• TEXTE FOURNI:
<<<<

On peut lire tout et son contraire sur la crise grecque depuis l’annonce dramatique d’un référendum grec par le premier ministre Alexis Tsipras, à minuit vendredi.
À lire en page 2: des spécialistes appellent au calme
Certains diront qu’une sortie de la zone euro est presque automatique si la Grèce ne verse pas au Fonds monétaire international les 1,77 milliard de dollars américains dus demain.
Ce camp croit aussi que la fermeture forcée des banques et le contrôle des capitaux aggraveront le déclin économique du pays déjà dysfonctionnel et précipiteront son éjection de la zone euro.
D’autres évoquent la création d’une monnaie parallèle, liée à l’euro, pour que les entreprises grecques puissent payer leurs factures et importer leurs biens.
Des optimistes disent qu’une sortie grecque de l’union monétaire enlèverait une épine dans le pied de la zone euro, tout en donnant de la crédibilité à la monnaie unique parce que les autorités font justement respecter les règles qui gouvernent son existence.
Comment y voir clair? En prenant du recul. La Grèce représente 2% de l’économie européenne et 0,3% de l’économie mondiale. C’est bien peu.

>>>>

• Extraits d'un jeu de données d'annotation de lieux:
<<<<

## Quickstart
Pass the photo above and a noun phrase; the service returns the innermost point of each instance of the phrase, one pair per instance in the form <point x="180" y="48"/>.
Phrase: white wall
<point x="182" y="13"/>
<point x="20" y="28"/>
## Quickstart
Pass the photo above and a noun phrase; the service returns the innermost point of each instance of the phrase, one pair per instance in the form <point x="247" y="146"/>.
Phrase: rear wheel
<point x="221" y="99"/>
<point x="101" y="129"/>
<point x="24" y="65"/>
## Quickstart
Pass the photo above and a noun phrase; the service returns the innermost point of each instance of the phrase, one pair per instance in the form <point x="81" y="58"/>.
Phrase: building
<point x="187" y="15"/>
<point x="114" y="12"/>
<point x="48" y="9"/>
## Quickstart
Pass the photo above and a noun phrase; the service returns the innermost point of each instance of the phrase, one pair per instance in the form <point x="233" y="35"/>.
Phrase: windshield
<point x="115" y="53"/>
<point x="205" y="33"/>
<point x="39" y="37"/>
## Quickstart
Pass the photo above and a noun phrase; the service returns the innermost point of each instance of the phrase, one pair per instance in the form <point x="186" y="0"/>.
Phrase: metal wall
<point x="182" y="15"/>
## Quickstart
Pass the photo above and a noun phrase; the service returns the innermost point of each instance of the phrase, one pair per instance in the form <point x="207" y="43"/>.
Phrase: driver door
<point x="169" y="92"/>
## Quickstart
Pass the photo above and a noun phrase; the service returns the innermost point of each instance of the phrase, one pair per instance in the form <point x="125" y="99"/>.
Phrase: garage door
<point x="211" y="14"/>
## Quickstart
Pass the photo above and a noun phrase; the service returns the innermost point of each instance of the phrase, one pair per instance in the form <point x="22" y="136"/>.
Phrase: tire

>>>>

• VOS TÂCHES:
• a. Extrayez du texte sur la crise grecque le passage allant de « On peut lire » à « à minuit vendredi. ».
• b. D'après le texte sur la crise grecque, quelle part de l'économie mondiale la Grèce représente-t-elle ?
• c. Indiquez si chacune de ces affirmations concorde avec le texte sur la crise grecque, en citant les mots qui tranchent : (i) la Grèce doit verser 1,77 milliard de dollars américains au Fonds monétaire international ; (ii) le référendum a été annoncé à midi ; (iii) la Grèce représente 2 % de l'économie mondiale.
Appuyez-vous uniquement sur le texte sur la crise grecque.

• RÉPONSES ATTENDUES:
• a.
On peut lire tout et son contraire sur la crise grecque depuis l’annonce dramatique d’un référendum grec par le premier ministre Alexis Tsipras, à minuit vendredi.

• b. La Grèce représente 0,3 % de l'économie mondiale.

• c.
(i) Oui : « les 1,77 milliard de dollars américains dus demain ».
(ii) Non : « à minuit vendredi ».
(iii) Non : « 0,3% de l’économie mondiale ».